Reproduce each line below without any alteration.

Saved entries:
* * * * * * * * *
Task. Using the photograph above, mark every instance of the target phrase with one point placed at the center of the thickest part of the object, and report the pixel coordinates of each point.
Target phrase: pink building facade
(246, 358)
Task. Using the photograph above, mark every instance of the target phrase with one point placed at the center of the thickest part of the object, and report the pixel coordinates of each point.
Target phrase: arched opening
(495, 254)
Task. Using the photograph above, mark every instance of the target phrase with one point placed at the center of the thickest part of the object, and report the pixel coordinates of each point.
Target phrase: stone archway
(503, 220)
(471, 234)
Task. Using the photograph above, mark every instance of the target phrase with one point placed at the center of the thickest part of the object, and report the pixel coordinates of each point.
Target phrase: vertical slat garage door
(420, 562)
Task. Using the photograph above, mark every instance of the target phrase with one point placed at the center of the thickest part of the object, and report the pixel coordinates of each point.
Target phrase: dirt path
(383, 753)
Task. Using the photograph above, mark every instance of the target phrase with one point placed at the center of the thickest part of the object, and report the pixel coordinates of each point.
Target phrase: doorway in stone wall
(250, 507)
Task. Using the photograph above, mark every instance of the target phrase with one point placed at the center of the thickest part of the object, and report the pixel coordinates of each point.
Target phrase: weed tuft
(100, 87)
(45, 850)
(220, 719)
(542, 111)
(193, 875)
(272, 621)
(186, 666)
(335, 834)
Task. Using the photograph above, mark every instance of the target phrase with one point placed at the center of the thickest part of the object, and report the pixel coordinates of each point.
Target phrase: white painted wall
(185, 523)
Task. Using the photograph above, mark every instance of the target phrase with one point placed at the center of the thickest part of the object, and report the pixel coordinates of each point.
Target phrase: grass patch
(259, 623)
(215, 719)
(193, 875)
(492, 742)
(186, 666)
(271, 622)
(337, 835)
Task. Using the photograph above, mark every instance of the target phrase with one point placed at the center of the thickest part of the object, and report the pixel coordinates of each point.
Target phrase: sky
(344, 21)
* * * * * * * * *
Result of the exercise:
Task. Using the photograph above, mark every instance of the target phrase with one point placed at the center of the thickest part of the object, and report the pixel coordinates of each point.
Target phrase: pink building facade
(246, 358)
Task. Using the photograph above, mark every instance of the target phrase with one point placed at the center of the thickest part of the object, and report the pixel coordinates of each point.
Target phrase: arched opening
(495, 254)
Task. Using the photograph above, mark every instance of the target phrase with one point placed at the center of the thickest part of the object, and report the pixel coordinates of each point.
Target phrase: stone archway
(503, 220)
(471, 234)
Task. Using the photograph above, mark every instance of the target phrase with one point placed at the center of the thickest part of the object, and report the pixel coordinates of each point.
Target phrase: vertical slat garage door
(420, 562)
Task. Using the photograph above, mark every instance of the target phrase with one point placed at the center of the thickest part of the object, and report the pixel coordinates of each point.
Target phrase: dirt path
(383, 753)
Task. Using the photograph above, mark every instance of the target phrase with one point placed at the center of the thickest part of the object, and report the pixel coordinates of each point.
Target phrase: doorway in stone wall
(250, 507)
Task. Using the photograph above, mark every instance of the target phrase with one point placed at the center of the thickest part of the object, and report the pixel coordinates of each point.
Target phrase: weed tuft
(100, 87)
(45, 850)
(220, 719)
(542, 111)
(193, 875)
(272, 621)
(186, 666)
(335, 834)
Task. Using the photograph above, mark every instance of the target phrase with one point placed at the center of the thickest part of the object, and report the pixel coordinates of each point.
Target phrase: white painted wall
(185, 523)
Task. Using the photograph above, mark every instance of the target phrase with one point placed at the center of the thickest part of the object, and report the pixel coordinates of each point.
Target phrase: grass patch
(259, 623)
(215, 719)
(193, 875)
(492, 742)
(186, 666)
(271, 622)
(337, 835)
Task. Using the photograph above, mark every instance of the target phrase with one point placed at the center of the thickest part of the object, and report the pixel coordinates of each point.
Target phrase: sky
(344, 21)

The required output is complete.